— RECORDS SUPPLIED —
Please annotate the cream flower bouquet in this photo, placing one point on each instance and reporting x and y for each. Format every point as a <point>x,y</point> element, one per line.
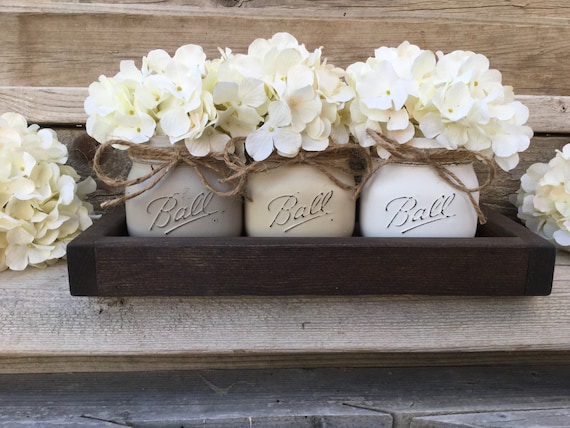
<point>543,199</point>
<point>281,97</point>
<point>286,108</point>
<point>166,96</point>
<point>435,100</point>
<point>164,114</point>
<point>42,200</point>
<point>428,117</point>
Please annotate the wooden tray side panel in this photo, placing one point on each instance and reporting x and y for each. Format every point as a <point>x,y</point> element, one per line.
<point>310,269</point>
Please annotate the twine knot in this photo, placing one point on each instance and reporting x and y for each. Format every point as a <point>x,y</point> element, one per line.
<point>350,159</point>
<point>163,160</point>
<point>437,159</point>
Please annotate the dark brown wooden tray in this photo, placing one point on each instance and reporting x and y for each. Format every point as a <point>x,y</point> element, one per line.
<point>504,258</point>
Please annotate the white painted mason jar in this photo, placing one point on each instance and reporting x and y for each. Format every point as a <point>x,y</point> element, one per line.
<point>180,205</point>
<point>299,201</point>
<point>412,200</point>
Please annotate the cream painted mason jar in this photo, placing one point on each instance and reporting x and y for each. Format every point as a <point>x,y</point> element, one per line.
<point>412,200</point>
<point>180,205</point>
<point>299,201</point>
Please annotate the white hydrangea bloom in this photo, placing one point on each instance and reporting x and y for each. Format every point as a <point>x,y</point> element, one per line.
<point>42,204</point>
<point>543,199</point>
<point>282,98</point>
<point>454,99</point>
<point>167,96</point>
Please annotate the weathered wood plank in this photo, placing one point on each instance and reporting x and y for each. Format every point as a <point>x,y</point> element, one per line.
<point>79,41</point>
<point>39,318</point>
<point>291,397</point>
<point>549,418</point>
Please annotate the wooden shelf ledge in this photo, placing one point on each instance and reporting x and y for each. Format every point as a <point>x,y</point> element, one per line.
<point>44,328</point>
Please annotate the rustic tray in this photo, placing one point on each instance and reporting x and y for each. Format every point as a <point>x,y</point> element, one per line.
<point>504,258</point>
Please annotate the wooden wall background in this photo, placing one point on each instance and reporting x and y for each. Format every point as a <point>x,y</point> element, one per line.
<point>52,49</point>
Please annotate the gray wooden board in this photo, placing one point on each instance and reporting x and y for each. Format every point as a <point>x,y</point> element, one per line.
<point>279,397</point>
<point>552,418</point>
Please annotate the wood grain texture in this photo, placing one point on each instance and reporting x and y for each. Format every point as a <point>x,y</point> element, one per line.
<point>39,318</point>
<point>548,418</point>
<point>335,397</point>
<point>66,44</point>
<point>506,259</point>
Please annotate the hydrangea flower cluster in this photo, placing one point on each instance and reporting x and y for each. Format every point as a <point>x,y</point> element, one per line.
<point>167,96</point>
<point>543,199</point>
<point>282,98</point>
<point>41,199</point>
<point>454,100</point>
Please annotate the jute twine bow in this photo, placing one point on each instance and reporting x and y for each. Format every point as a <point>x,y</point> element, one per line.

— ACTION ITEM —
Copy the data exactly. Any picture it contains is to be omitted.

— WRITTEN SOLUTION —
Please annotate the cream flower bouquet in this photo, placing one point on each instance and reporting x and y for each. Format every point as a <point>x,y</point> element, one per line.
<point>543,199</point>
<point>281,97</point>
<point>286,108</point>
<point>166,96</point>
<point>435,100</point>
<point>164,114</point>
<point>42,200</point>
<point>428,117</point>
Please annotate the wooden tray side panel in this photo, placing one point on each instance and reporting x and y for each. Format every point as a <point>x,y</point> element, one per line.
<point>310,269</point>
Please annotate the twine knot in this photo, placing one point on each instance and reporting x and y for each. Format every point as a <point>x,y</point> element, one per line.
<point>350,159</point>
<point>163,160</point>
<point>437,159</point>
Please annotate the dark brown wooden tray in this photo, placing one point on each instance and reporting x and y for each. Format every point as a <point>x,y</point> element, one per line.
<point>504,258</point>
Please annotate the white painted mason jar in this photo, placing one point on each instance and reporting x and y for each. Format every point as a <point>x,y</point> element, one per line.
<point>180,205</point>
<point>299,201</point>
<point>412,200</point>
Please annotate the cream painted mason jar in this photo, placing one point on each instance and reporting x and y for each. Format every point as a <point>x,y</point> element, one per line.
<point>412,200</point>
<point>180,205</point>
<point>299,201</point>
Please annotate the white hydrangea bloom in this photo, placing one point on each instance and reporting x and y for each. Format every point as a <point>x,y</point> element, one per line.
<point>42,204</point>
<point>543,199</point>
<point>282,98</point>
<point>454,99</point>
<point>167,96</point>
Please annotate the weathered wood plank in this photo, placing one point on each instance and reporting x and y for each. Format every point as a <point>x,y</point> element, one per line.
<point>79,41</point>
<point>39,318</point>
<point>291,397</point>
<point>549,418</point>
Please annotate the wooden shelf ledge in this photo, placing one point on each instance and reporting x and y for each. Format every point as a <point>x,y</point> element, one per line.
<point>44,328</point>
Please annotate the rustic tray in this photo, placing one point on each instance and reporting x and y for each. Format every point as a <point>x,y</point> element, one per line.
<point>504,258</point>
Please annotate the wooden wall background in this photo, placing one point on each instance and reporting x and y for each. Format every point as a <point>x,y</point> element, one per line.
<point>52,49</point>
Please annotate the gray wooden board in this photo, placing one point on each instance and reporting x and y for each. Format every point as a <point>x,y</point> element, one per line.
<point>279,397</point>
<point>552,418</point>
Please annotate the wood grain texture in this photo, placing one point on each instance and reporting x and y for each. Format every point as a <point>x,y</point> element, one per line.
<point>39,318</point>
<point>548,418</point>
<point>335,397</point>
<point>66,44</point>
<point>506,259</point>
Please annotate the hydrangea flower cluster in this photo, placing one point on each instance and reporting x and y for each. Format every point as a <point>x,y</point> element, one per line.
<point>167,96</point>
<point>543,199</point>
<point>282,98</point>
<point>41,199</point>
<point>454,100</point>
Please annotate the jute twine bow in this photo, placing one point on each instance and reporting x and y for each. Format every point as a <point>x,y</point> element, one per line.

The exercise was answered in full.